**GOAL**: Copy out the lines of the listing below, from the line containing "Task: Could you identify the ground" through the line containing "<point>260,147</point>", including both of those lines. Reproduce them without any change.

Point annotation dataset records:
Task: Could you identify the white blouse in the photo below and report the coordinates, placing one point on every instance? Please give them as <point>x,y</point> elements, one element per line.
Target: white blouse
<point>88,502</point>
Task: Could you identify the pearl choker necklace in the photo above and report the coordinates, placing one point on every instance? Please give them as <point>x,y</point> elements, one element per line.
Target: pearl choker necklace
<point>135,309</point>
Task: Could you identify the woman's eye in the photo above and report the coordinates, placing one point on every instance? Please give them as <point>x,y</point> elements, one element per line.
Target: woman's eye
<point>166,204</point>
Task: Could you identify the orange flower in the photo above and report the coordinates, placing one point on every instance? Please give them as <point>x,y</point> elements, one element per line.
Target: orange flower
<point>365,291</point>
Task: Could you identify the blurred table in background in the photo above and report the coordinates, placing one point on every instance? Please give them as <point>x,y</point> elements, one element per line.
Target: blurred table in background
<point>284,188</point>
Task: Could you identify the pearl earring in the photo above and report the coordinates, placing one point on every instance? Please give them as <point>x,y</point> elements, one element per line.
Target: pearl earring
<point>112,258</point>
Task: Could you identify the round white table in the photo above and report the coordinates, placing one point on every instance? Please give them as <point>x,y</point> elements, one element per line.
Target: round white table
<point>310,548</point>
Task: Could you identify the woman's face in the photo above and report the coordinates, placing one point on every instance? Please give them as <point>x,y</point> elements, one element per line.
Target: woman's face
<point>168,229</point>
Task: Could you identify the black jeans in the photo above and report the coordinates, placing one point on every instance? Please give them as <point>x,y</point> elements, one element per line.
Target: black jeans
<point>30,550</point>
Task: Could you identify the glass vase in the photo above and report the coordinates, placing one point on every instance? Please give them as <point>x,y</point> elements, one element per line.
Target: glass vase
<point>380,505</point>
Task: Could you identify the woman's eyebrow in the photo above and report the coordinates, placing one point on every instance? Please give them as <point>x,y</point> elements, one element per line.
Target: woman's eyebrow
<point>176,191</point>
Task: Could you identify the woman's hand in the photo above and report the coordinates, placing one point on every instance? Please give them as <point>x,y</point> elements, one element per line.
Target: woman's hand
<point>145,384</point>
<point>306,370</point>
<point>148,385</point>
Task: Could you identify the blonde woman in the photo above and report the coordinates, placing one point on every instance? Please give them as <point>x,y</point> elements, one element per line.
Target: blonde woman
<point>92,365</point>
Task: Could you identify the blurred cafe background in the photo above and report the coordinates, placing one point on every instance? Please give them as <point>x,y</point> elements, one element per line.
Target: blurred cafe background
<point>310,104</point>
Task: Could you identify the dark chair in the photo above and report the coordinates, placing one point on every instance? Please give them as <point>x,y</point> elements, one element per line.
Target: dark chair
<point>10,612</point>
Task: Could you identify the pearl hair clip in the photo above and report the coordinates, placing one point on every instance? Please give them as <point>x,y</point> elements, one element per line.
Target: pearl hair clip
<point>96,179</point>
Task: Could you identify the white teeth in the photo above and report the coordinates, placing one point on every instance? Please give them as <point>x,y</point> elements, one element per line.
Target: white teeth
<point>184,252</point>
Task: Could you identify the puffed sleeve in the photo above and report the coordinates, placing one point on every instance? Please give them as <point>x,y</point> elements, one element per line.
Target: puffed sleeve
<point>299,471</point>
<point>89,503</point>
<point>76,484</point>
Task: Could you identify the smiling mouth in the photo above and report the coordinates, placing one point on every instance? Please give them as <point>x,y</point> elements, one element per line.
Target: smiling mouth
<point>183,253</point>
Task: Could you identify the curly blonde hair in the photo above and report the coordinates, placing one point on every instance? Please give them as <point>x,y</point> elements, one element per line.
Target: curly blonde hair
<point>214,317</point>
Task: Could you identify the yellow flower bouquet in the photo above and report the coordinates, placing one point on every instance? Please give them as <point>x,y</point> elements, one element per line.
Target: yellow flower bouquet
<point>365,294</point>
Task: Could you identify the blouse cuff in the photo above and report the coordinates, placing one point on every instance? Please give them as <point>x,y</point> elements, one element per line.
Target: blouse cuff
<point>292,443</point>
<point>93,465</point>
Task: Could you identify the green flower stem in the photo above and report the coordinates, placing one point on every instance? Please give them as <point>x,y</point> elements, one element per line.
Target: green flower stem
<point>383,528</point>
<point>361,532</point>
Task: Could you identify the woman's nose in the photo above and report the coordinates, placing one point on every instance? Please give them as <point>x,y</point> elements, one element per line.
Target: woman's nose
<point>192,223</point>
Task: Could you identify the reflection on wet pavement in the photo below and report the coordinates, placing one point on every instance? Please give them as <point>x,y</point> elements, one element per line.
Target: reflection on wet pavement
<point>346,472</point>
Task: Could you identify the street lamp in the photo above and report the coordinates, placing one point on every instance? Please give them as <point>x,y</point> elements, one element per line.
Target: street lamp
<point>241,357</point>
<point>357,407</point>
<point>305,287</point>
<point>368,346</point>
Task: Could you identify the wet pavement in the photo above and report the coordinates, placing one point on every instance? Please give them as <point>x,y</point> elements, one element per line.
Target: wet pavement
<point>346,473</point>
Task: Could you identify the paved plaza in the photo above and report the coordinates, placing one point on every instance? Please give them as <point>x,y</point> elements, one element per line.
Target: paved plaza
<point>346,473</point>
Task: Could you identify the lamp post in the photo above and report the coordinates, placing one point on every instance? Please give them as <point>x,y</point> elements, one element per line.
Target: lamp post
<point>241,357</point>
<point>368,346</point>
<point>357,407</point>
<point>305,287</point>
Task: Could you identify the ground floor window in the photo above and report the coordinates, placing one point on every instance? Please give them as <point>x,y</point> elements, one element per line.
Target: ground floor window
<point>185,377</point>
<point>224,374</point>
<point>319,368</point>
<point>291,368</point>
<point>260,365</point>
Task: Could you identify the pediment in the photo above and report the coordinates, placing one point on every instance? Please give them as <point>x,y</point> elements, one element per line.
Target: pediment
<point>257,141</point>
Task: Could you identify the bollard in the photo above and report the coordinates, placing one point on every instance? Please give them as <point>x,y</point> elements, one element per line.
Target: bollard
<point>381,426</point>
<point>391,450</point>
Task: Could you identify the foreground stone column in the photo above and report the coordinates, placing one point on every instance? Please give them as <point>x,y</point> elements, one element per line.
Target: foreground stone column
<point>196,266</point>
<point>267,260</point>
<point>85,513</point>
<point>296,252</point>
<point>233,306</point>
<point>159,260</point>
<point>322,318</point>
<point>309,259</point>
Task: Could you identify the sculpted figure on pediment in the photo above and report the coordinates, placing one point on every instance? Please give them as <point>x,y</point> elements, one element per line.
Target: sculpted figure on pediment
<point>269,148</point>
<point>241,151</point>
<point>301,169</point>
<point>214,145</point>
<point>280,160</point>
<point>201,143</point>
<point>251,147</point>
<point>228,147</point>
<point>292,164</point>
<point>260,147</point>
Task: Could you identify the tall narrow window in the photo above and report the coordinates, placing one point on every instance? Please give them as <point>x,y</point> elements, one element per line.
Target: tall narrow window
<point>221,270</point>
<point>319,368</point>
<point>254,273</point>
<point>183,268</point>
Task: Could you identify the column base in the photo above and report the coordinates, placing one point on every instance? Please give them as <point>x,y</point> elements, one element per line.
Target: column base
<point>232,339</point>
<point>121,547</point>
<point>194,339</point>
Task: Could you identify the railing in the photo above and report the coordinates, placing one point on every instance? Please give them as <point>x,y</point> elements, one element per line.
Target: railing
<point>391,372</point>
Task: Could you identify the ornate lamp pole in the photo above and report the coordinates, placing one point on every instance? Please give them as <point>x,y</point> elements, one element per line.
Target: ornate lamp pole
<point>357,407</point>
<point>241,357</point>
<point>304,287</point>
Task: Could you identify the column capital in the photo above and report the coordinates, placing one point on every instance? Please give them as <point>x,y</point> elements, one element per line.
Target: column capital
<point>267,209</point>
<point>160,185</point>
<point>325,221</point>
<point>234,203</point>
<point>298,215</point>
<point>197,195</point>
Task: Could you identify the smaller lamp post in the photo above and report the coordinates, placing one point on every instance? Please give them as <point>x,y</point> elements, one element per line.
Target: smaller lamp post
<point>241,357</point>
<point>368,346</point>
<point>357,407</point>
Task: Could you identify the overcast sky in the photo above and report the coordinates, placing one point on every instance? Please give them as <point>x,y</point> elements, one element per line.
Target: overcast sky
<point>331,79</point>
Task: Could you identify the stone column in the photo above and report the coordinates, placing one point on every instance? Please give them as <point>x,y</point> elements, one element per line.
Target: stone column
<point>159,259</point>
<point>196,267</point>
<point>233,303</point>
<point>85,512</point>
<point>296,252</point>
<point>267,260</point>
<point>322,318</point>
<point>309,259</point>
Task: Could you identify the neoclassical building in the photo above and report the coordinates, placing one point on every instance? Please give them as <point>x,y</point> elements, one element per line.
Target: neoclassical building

**OUTPUT OF THE TASK**:
Task: Could you identify the ground floor window in the photo above and report the coordinates, placing one point on every instance? Please give them as <point>x,y</point> elements, one element per line.
Target: ground floor window
<point>185,377</point>
<point>224,374</point>
<point>319,368</point>
<point>291,368</point>
<point>260,365</point>
Task: Could you identify the pediment in the photo above and report the coordinates, placing one point on every instance? Please give them as <point>x,y</point> elements, one element per line.
Target: pediment
<point>257,141</point>
Task: Could you identify the bollard in the photo above and report the coordinates, placing one point on every instance? Please give them as <point>x,y</point> elements, one element per line.
Target: bollard
<point>381,426</point>
<point>391,450</point>
Task: Could you identify the foreground stone column in the photo above and report the coordinates, placing one point on every instance? Please give them as <point>x,y</point> elements, one element per line.
Target: foreground stone column
<point>196,266</point>
<point>267,260</point>
<point>85,513</point>
<point>296,252</point>
<point>233,306</point>
<point>159,260</point>
<point>322,318</point>
<point>309,259</point>
Task: Could you identify the sculpted figure on pediment in the photo above and report the coordinates, placing one point on every instance? Please give them as <point>x,y</point> elements, one element per line.
Target: sculpted figure on pediment
<point>269,148</point>
<point>241,151</point>
<point>301,169</point>
<point>214,145</point>
<point>280,160</point>
<point>201,143</point>
<point>251,147</point>
<point>228,147</point>
<point>292,164</point>
<point>260,147</point>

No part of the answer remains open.